#### Location annotation dataset excerpts:
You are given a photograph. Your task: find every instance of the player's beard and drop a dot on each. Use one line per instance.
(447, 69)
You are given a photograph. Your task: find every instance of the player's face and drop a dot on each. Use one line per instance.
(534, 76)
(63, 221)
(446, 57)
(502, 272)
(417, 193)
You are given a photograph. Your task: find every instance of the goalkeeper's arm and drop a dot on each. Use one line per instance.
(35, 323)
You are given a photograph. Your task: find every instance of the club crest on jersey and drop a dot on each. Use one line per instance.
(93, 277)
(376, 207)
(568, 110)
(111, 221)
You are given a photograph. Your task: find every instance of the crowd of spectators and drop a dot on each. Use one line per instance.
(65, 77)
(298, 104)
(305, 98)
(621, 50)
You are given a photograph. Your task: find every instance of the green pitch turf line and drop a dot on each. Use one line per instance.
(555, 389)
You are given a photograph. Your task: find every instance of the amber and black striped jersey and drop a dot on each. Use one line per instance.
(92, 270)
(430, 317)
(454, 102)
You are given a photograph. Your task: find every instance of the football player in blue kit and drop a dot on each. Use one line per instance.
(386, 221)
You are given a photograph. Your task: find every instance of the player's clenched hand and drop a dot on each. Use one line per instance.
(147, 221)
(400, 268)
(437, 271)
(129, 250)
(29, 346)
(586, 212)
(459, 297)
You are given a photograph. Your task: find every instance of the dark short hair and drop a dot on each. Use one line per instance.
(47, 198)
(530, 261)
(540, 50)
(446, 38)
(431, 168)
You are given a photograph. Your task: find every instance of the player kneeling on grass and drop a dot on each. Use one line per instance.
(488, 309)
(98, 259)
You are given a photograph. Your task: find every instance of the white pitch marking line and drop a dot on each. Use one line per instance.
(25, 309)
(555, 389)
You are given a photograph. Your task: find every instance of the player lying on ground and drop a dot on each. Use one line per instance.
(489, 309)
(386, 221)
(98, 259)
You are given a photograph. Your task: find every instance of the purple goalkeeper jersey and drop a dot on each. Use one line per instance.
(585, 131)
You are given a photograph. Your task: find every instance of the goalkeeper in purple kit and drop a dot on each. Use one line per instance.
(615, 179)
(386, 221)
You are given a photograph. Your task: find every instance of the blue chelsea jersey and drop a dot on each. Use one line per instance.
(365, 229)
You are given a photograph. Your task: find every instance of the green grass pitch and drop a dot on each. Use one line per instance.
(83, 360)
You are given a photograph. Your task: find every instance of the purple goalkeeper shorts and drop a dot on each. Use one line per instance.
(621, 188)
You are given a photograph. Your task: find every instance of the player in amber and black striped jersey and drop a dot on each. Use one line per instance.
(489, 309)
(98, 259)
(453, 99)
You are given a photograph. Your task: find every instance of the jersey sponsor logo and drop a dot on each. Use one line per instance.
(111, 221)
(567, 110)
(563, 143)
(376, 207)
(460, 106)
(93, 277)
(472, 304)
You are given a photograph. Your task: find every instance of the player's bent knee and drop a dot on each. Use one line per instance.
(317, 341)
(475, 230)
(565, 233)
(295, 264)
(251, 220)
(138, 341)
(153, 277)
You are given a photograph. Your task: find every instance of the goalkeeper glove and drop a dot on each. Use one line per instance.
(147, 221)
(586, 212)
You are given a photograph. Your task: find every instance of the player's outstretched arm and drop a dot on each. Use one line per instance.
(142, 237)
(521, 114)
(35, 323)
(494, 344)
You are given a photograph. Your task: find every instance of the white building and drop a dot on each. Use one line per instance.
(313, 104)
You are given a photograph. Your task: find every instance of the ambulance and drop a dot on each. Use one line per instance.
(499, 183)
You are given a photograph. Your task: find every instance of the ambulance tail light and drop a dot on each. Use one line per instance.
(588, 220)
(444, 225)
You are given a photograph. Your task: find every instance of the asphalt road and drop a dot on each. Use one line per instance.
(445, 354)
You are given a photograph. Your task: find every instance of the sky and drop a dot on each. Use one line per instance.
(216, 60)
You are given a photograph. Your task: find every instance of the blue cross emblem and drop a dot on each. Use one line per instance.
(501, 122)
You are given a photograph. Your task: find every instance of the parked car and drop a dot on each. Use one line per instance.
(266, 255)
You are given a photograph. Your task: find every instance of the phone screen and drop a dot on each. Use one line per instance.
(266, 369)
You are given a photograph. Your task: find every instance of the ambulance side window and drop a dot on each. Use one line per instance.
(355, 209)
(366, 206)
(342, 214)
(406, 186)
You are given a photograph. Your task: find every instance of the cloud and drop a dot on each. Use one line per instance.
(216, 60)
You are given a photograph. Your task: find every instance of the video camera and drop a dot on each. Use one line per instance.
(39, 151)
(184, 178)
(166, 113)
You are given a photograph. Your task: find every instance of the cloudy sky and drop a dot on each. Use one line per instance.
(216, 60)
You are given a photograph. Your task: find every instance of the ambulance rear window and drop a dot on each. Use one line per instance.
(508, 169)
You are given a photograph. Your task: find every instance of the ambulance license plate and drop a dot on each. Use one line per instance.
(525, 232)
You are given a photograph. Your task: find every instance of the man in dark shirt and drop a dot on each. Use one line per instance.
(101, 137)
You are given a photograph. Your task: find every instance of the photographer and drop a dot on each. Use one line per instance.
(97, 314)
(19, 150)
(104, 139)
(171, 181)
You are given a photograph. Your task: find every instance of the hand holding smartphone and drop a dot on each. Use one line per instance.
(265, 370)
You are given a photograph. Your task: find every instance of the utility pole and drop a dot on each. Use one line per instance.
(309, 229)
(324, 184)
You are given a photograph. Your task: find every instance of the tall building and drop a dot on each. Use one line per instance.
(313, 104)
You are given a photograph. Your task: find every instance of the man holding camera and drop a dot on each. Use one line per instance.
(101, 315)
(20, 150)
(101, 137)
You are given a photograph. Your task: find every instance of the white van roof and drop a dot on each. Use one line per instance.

#### INSTRUCTION:
Please return the data above exactly as given.

#### EXERCISE ANSWER:
You are given a photograph. Your task: find every instance of the player's beard and drop a dot on each. Use one line per instance.
(447, 69)
You are given a photograph. Your task: find every instance of the player's face and drop a dot on each. Use one line per instance.
(534, 76)
(63, 221)
(446, 57)
(502, 272)
(417, 193)
You are given a photograph. Your task: find every instance of the goalkeeper's arm and drop a dot on each. Use one line per instance.
(35, 323)
You are given a photograph. Your task: find every instance of the club crest on jersey and drop a dot on each. Use one line per instance.
(93, 277)
(376, 207)
(568, 110)
(111, 221)
You are given a photograph. Your task: find every instance of the crowd of spectators and drop a dot on each. Use one line per instance.
(65, 77)
(298, 104)
(305, 98)
(621, 50)
You are given a photograph. Your task: find every instance of the green pitch turf line and drop a dot on each. Use one line per instance.
(555, 389)
You are given a photograph. Your task: find every instance of the amber and black striped jersey and drop a dot on each. Use one line per instance.
(92, 270)
(430, 317)
(454, 102)
You are given a photograph. Your task: find every instance of the football player in blue kit and drop a dot on each. Use one line per instance.
(386, 221)
You are given a photograph. Your task: find every instance of the player's clenched hand and drop a dot on each. Use one line per instance.
(147, 221)
(400, 268)
(437, 271)
(129, 250)
(29, 346)
(586, 212)
(459, 297)
You are given a photograph. Your task: find every instance of the dark short hair and drop a dot on each. Use one line per instance.
(47, 198)
(530, 261)
(540, 50)
(446, 38)
(431, 168)
You are given a photograph. Your task: find every instance of the player kneeling on grass and drop a dot on each. Use one line per instance.
(488, 309)
(98, 259)
You are given a photograph. Your task: find every instance of the white pitch marking line and drop a dot on each. Use one line per instance.
(25, 309)
(555, 389)
You are given a photograph. Your task: find every instance of the player lying on ground and drop a dot on each. Use one line per instance.
(489, 309)
(386, 221)
(98, 259)
You are given a photograph. Your task: find every instance of the purple goalkeeper jersey and drop a dot on each. Use one line per instance.
(585, 131)
You are given a photograph. Your task: find every instance of the goalkeeper in purple kit and drop a dot on each. Use one line per instance.
(615, 179)
(386, 221)
You are given a photograph. Your task: find every instance of the blue chelsea jersey and drop a dot on each. Use one line per instance.
(365, 229)
You are given a photograph. Your task: find every instance of the green grass pitch and drop a dot on each. Use one line per instance.
(83, 360)
You are given a photograph. Your task: find every instance of the purple goalkeeper shorts and drop a dot on each. Use one line per instance.
(621, 188)
You are given a photograph. Your task: find every instance of the player in amber and black striped jersey and drop a dot on each. Use one line per instance.
(489, 309)
(98, 259)
(453, 99)
You are given a photograph. Your task: find every instance of the jersey sponsor logo and drop a dot on each. Use one line per instance.
(111, 221)
(567, 110)
(563, 143)
(376, 207)
(460, 106)
(93, 277)
(472, 304)
You are given a photograph. Your task: find every instance of the player's bent knee and drop a dot on each. Use one line per instance.
(317, 341)
(475, 230)
(565, 233)
(295, 264)
(251, 220)
(138, 341)
(153, 277)
You are given a photograph. Your task: find every instance of the goalkeeper glove and drop a dot on each. Use one line per instance.
(147, 221)
(586, 212)
You are given a photograph. Your task: find every instance of the player's outstretched arm and drop a dot on each. Use one line per instance.
(142, 237)
(521, 114)
(35, 323)
(494, 344)
You are given a photograph. Your task: find every instance of the white building and drop a dot on each. Use one line per instance.
(313, 104)
You are given a photograph. Your task: find every instance of the ambulance and drop a dot on each. Use one line per instance.
(499, 183)
You are given a photograph. Your task: find every instance of the ambulance tail light and drop a dot on each. Use one line per instance.
(588, 220)
(444, 225)
You are given a photograph. Your task: find every instance of the asphalt road and drop a dot on each. Use one line per instance.
(445, 354)
You are given a photograph. Your task: find every instance of the sky and drop a dot on each. Use one line per instance.
(216, 60)
You are given a photograph. Your task: find every instance of the blue cross emblem and drop a dot on each. Use one line per instance.
(501, 122)
You are given a photograph. Your task: find every instance of the parked car and drop a dot on each. Use one line per instance.
(266, 255)
You are given a photograph. Your task: find every instance of the phone screen and drop a dot on each. Use one line per instance.
(266, 369)
You are given a photograph. Your task: find every instance of the ambulance side window and drop a dot on each. Use one line per instance.
(355, 209)
(366, 206)
(342, 214)
(406, 186)
You are given a photograph. Your task: find every instance of the cloud and drop a dot on each. Use one line per instance.
(216, 60)
You are given a photograph. Your task: find every instance of the video camera and drop a dot on each. Use one line per instance.
(39, 151)
(184, 178)
(166, 113)
You are given a photograph. Your task: find every instance of the cloudy sky and drop a dot on each. Use one line per instance.
(216, 60)
You are given a photograph. Your task: find every instance of the ambulance rear window and drop a dot on each. Use one line per instance.
(508, 169)
You are given a photograph. Your task: find every instance of the ambulance license plate and drop a dot on each. Use one line per instance.
(525, 232)
You are given a photograph. Your task: find every instance of the man in dark shirt and drop a dot on each. Use one line per instance.
(101, 137)
You are given a photograph. Your task: find every instance of the photographer and drop a dot on each. Use one line per instance.
(97, 314)
(19, 150)
(104, 139)
(171, 181)
You are given a photograph. Your task: find every instance of the hand holding smartphone and drop a dot on each. Use one line per instance.
(265, 370)
You are given a photograph. Your task: find every instance of the utility pole and drop a dot on each. Use one line per instance.
(309, 229)
(324, 184)
You are given a photograph. Your task: find every instance of the tall building and drop a dot on each. Use one line per instance.
(313, 104)
You are given a photograph. Your task: find every instance of the man holding camera and drop a dot on each. Use one line per instance.
(101, 315)
(20, 150)
(101, 137)
You are given a photograph. Your task: find every instance of the white van roof and drop a dot on each. Use one line per instance.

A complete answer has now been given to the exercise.